PROVIDED INFORMATION —
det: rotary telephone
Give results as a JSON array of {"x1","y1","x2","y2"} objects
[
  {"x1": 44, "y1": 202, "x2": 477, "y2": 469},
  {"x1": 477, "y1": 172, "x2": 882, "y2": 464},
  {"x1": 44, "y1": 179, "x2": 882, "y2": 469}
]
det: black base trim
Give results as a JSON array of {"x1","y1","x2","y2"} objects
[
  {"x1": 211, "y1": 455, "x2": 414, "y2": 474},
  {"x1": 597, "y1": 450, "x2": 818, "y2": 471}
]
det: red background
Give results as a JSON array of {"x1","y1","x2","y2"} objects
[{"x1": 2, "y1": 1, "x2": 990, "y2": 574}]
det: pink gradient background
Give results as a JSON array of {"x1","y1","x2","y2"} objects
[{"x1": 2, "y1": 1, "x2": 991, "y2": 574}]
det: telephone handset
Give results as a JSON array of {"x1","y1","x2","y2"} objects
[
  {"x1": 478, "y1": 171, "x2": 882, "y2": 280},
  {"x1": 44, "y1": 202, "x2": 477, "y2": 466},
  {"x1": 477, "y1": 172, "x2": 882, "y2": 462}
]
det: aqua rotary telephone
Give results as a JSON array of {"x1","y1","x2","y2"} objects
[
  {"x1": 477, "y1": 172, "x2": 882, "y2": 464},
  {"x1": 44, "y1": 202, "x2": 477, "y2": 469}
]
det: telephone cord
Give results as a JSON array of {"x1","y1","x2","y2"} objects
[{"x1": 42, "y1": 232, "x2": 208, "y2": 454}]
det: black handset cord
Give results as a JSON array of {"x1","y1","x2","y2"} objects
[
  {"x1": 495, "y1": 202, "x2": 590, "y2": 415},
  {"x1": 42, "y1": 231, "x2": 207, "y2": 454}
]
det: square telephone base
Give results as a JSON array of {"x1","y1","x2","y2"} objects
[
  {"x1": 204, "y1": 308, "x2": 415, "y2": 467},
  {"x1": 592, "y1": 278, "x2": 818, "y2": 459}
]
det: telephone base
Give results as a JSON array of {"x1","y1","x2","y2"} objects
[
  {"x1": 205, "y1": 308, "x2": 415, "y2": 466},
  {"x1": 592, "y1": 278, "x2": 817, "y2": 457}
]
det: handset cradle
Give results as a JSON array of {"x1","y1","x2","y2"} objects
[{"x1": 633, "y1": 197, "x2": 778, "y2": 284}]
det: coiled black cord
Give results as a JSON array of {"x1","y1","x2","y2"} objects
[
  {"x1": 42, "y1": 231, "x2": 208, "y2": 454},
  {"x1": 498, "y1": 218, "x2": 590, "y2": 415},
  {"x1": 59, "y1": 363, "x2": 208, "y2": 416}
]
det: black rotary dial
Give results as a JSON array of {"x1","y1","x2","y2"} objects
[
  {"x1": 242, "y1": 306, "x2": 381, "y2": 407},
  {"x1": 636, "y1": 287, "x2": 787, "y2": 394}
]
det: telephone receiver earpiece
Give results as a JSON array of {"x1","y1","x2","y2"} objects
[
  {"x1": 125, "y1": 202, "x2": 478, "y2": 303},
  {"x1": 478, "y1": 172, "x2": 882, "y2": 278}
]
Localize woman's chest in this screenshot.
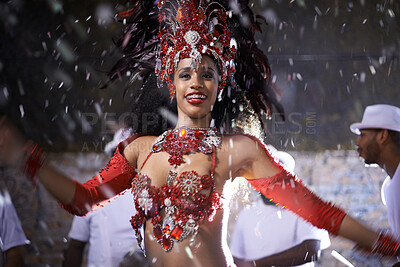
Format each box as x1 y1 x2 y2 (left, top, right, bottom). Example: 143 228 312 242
138 151 214 187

EXERCISE AIM —
Out of the data above, give again only the lines starting at the one holding "det: coiled black cord" and ending at the one holding "det: telephone receiver earpiece", unchanged.

ANSWER AREA —
det: coiled black cord
Give results as a JSON array of {"x1","y1","x2","y2"} objects
[
  {"x1": 42, "y1": 231, "x2": 208, "y2": 454},
  {"x1": 498, "y1": 218, "x2": 590, "y2": 415},
  {"x1": 59, "y1": 363, "x2": 208, "y2": 416}
]
det: black rotary dial
Give results as a JSON array of {"x1","y1","x2","y2"} objects
[
  {"x1": 242, "y1": 306, "x2": 381, "y2": 407},
  {"x1": 636, "y1": 287, "x2": 787, "y2": 394}
]
det: telephone receiver earpiece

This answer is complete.